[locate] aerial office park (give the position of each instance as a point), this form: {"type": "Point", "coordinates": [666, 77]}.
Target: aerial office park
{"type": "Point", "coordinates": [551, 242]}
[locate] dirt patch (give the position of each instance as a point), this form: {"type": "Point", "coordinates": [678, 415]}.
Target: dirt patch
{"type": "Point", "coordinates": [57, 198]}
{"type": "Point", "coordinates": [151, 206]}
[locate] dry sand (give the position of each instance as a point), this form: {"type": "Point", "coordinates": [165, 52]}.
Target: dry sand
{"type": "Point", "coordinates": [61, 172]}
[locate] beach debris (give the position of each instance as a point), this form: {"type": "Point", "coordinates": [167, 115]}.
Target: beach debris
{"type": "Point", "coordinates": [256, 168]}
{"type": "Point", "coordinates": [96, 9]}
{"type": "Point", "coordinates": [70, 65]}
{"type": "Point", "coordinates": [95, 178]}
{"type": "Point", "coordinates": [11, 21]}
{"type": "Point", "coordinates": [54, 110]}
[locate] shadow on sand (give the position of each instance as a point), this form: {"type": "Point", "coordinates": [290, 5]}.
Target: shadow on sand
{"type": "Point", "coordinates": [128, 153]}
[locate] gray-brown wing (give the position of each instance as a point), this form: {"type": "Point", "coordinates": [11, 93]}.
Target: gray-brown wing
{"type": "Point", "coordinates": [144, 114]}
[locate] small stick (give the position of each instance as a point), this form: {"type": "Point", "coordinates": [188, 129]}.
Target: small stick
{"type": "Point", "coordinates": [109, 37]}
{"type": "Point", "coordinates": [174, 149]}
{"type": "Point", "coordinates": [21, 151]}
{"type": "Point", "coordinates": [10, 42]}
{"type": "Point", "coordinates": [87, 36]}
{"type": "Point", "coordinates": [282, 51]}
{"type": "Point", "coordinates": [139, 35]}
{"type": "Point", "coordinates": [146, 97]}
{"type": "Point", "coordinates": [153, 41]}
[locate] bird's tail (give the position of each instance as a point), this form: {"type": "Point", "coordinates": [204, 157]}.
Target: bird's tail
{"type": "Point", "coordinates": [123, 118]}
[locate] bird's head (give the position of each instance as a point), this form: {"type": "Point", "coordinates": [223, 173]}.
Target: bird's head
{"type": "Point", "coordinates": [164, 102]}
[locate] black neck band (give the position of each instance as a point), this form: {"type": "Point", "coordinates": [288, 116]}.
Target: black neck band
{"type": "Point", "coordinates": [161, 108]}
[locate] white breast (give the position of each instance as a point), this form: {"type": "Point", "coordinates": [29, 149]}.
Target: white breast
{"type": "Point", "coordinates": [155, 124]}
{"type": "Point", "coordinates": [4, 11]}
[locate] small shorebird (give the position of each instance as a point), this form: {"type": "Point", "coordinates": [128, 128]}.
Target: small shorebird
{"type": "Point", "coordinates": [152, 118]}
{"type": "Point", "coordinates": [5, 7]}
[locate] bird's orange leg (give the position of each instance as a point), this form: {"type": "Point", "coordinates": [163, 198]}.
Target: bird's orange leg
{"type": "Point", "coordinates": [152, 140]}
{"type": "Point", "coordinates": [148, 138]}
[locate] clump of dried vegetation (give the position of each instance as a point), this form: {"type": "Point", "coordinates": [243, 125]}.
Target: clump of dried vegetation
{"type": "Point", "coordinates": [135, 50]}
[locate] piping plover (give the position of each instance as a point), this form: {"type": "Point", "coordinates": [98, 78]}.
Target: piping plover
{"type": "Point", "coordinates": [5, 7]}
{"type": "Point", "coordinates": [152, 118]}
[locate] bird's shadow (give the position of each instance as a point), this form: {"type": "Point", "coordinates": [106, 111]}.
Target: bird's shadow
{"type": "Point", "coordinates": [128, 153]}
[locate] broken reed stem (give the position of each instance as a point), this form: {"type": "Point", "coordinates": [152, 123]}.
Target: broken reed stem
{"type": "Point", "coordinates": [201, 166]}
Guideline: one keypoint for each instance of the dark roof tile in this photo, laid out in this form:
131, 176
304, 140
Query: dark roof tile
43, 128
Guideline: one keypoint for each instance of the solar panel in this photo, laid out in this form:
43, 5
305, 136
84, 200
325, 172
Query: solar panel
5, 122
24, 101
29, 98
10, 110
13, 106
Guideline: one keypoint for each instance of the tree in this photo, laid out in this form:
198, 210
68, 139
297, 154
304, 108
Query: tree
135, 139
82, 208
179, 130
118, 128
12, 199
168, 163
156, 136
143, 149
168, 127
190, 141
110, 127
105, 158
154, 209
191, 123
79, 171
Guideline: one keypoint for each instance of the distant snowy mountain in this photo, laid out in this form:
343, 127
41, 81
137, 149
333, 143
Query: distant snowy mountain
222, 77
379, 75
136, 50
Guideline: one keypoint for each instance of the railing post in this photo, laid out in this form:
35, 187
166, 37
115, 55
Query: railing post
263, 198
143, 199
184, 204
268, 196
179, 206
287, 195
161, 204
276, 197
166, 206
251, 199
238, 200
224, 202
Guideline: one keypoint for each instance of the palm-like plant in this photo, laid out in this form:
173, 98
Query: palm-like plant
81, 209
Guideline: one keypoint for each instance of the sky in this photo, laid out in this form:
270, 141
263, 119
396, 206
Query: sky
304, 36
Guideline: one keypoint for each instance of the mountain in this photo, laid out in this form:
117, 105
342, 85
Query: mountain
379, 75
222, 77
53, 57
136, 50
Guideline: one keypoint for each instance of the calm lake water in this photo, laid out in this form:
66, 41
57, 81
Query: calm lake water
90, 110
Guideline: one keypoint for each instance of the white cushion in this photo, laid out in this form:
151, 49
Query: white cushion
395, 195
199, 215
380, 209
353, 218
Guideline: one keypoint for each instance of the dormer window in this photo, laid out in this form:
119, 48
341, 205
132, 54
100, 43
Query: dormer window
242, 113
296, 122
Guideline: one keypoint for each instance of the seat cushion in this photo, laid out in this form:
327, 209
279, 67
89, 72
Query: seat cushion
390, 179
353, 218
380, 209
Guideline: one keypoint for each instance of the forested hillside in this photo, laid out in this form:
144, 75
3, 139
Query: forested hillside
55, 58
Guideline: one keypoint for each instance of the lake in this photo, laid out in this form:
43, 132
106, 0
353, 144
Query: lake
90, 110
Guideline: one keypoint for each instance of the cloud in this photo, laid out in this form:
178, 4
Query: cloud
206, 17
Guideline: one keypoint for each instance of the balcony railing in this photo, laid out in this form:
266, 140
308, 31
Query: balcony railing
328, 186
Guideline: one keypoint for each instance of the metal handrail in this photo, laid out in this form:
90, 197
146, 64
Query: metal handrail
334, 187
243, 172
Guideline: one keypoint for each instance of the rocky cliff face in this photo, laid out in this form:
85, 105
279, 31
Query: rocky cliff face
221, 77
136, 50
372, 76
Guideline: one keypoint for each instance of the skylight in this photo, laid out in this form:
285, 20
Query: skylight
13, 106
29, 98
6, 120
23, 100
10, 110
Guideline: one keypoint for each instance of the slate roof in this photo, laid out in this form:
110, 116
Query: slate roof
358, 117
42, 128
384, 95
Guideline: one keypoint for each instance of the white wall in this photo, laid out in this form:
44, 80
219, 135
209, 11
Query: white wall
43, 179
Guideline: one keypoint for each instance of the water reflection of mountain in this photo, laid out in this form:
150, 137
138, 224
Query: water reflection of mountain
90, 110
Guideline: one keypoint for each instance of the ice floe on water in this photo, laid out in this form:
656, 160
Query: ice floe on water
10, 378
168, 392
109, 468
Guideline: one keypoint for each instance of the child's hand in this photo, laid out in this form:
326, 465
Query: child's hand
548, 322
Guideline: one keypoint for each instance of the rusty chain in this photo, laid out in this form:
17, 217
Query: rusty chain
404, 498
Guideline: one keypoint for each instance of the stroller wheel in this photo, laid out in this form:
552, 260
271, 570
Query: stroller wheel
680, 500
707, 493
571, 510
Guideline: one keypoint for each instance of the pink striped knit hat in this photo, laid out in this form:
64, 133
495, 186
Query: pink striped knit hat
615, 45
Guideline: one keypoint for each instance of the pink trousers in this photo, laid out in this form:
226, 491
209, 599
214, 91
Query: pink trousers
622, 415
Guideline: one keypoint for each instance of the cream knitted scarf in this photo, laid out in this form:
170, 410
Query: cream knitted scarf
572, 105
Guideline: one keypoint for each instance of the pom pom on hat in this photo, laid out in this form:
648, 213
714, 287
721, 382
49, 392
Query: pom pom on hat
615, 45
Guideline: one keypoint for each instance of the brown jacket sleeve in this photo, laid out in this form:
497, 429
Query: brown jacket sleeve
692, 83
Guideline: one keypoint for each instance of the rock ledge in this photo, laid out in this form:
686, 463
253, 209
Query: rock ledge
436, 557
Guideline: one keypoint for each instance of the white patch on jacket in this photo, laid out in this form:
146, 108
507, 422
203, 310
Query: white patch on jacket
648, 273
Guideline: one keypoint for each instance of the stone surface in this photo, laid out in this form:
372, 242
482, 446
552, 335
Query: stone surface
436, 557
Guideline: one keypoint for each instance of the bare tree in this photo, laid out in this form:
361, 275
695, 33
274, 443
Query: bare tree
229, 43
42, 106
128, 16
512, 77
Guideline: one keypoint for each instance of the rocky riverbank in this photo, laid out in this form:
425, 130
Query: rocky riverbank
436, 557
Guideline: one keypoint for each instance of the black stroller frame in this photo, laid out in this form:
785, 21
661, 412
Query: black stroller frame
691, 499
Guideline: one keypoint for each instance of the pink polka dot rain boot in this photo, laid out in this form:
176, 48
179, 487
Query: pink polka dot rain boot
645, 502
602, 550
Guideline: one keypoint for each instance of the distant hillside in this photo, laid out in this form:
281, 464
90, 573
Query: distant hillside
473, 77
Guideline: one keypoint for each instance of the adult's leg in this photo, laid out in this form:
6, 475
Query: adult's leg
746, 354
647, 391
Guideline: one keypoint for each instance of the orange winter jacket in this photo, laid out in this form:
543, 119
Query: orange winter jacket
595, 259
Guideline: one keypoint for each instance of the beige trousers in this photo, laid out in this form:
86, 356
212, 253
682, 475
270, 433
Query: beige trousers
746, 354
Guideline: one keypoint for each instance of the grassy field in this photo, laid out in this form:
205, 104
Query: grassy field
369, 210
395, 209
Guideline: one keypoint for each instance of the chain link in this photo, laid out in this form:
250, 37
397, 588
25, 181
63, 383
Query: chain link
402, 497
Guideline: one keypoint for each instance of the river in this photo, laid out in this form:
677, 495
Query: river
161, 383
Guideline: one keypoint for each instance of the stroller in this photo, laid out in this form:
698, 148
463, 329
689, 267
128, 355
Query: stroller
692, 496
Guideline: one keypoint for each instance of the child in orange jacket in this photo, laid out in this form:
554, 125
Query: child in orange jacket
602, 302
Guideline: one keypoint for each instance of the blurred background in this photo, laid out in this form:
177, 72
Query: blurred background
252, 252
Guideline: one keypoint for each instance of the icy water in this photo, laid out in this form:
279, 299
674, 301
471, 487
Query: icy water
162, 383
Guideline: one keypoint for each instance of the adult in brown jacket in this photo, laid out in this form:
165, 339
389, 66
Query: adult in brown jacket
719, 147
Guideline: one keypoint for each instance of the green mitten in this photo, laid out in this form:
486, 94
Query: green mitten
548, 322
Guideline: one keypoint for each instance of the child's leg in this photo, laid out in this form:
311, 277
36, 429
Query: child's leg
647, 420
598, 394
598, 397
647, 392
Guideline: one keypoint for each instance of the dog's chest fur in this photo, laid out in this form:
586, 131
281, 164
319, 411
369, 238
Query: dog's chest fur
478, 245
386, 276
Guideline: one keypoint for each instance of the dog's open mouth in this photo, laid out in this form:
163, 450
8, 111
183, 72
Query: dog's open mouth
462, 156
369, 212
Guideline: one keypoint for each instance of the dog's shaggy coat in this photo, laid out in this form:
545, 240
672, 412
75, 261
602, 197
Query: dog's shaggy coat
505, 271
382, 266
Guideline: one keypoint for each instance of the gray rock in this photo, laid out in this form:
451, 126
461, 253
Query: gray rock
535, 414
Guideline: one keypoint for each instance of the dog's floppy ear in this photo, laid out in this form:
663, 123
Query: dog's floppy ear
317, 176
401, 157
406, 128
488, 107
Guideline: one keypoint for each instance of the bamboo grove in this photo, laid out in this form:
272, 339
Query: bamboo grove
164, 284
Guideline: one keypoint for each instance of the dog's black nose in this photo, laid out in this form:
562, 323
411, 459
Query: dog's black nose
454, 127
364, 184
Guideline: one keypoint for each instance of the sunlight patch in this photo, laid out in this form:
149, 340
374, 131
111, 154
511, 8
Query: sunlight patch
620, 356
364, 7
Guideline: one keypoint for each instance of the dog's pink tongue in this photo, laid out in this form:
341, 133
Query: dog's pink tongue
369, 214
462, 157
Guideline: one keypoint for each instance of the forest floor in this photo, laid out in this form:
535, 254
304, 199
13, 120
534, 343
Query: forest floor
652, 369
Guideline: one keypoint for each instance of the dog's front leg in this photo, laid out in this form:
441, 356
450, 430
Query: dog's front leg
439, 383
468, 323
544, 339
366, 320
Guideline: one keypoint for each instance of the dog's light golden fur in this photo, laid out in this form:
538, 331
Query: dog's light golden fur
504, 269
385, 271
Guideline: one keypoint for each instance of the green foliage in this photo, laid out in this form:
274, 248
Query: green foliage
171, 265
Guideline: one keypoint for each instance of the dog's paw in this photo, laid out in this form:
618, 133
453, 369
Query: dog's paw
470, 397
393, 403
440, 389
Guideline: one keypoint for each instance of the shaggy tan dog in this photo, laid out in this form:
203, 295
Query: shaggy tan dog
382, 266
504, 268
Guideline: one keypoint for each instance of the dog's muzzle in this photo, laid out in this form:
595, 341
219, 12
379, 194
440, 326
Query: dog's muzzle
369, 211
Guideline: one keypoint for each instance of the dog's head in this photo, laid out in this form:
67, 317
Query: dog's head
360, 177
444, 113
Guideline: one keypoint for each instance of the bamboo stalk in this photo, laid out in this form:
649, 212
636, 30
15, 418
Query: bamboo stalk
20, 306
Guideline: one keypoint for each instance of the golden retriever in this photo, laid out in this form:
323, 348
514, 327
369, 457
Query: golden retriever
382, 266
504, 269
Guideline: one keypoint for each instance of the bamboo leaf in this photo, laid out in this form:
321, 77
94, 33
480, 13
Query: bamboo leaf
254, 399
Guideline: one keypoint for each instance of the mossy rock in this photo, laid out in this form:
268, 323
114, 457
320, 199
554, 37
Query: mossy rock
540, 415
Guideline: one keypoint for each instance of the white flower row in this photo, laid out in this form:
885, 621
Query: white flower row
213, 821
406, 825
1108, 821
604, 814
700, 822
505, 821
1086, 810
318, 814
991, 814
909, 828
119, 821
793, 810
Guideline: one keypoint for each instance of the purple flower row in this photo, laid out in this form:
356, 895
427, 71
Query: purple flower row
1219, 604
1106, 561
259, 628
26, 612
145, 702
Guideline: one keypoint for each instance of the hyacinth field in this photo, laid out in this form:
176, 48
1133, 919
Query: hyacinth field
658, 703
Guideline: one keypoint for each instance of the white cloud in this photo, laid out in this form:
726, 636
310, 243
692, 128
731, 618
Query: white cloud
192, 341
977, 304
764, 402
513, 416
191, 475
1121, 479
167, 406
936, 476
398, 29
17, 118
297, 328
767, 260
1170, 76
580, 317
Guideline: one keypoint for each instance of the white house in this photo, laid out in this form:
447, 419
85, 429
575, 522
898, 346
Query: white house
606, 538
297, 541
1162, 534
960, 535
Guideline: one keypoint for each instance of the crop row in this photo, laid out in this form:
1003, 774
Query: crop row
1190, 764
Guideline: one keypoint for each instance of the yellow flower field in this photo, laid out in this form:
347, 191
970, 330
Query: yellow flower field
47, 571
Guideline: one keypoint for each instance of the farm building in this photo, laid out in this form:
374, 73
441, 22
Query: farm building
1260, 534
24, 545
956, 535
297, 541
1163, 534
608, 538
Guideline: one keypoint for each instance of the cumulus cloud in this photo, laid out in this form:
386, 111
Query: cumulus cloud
—————
**DESCRIPTION OF THE TASK**: In the records above, find each line with the word "cumulus" and copy it out.

**THE ANSWER**:
Guideline: one keypoint for each instance of the cumulus cloud in this photo, laid out in this form:
Query: cumulus cloud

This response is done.